Text provided:
┌──

Call it nascent normalcy, if you will. The return of a thing that was — every year, mind you, since your great grandparents roamed the Earth — and then suddenly wasn't.
If that's too grandiose, let's put it this way: Major League Baseball is back! Not last year's joyless, almost perfunctory 60-game package with fake crowd noise, COVID cancellations and no Buster Posey, but the real deal.
The Oakland Athletics will ring in the start of a full Bay Area baseball season Thursday night, with fans in the stands and everything, the cardboard doppelgängers that haunted stadiums in 2020 relegated to wherever cardboard doppelgängers go when their service is no longer required.
Game time is 7:07 p.m., with the A's squaring off against the Houston Astros in the first of a four-game series at the Oakland Coliseum. The crowd will be considerably thinned, for purposes of social distancing, yet a crowd it will be, nonetheless, for the first time since the pandemic made just about everything except staying alive an afterthought.

└──

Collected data
┌──

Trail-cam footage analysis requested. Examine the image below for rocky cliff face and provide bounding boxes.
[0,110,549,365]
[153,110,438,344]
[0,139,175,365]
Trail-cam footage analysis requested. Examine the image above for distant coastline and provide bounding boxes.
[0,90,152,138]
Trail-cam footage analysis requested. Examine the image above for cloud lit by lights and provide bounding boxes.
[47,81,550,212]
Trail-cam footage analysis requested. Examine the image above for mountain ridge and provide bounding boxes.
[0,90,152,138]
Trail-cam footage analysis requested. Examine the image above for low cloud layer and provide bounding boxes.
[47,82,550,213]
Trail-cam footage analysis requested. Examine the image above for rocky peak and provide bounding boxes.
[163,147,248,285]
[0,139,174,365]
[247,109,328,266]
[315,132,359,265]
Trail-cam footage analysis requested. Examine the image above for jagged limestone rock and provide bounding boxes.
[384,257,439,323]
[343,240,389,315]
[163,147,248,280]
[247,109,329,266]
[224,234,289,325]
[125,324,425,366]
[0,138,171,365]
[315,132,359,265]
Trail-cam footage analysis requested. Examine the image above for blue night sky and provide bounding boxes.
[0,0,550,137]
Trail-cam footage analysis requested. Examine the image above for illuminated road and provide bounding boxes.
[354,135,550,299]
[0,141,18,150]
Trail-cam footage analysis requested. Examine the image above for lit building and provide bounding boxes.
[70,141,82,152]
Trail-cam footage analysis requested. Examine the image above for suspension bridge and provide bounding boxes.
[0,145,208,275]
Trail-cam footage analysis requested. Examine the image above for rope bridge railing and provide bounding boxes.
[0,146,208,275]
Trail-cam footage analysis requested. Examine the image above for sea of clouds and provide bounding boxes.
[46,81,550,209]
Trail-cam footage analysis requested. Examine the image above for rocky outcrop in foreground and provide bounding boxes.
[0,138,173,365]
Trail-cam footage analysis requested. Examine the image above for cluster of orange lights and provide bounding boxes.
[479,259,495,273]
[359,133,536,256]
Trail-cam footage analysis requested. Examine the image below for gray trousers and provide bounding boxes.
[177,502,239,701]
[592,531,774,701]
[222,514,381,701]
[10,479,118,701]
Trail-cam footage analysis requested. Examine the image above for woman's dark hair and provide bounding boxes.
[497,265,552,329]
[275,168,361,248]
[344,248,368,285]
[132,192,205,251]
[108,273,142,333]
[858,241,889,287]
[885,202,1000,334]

└──

What to do:
1 > Answer these questions about the article on baseball's return:
(a) How many games did last year's season have?
(b) Which team do the A's play on Thursday night?
(c) What time does that game start?
2 > Carry on the article on baseball's return from its last sentence.

Numbered answers:
1 >
(a) 60
(b) The Houston Astros
(c) 7:07 p.m.

2 >
With Alameda County now in the orange tier, the Coliseum is allowed to host up to 33% of its capacity. The A's, however, have opted for a smaller mix; the team is capping attendance at 26%, or about 12,000 people.
Other safety measures include cashless payments and concessions delivered straight to your seats, which may be the first pandemic protocol that people will actually enjoy.
Meanwhile, the San Francisco Giants have announced they will welcome a limited number of fans back to Oracle Park on April 9, with special testing and vaccination protocols in effect.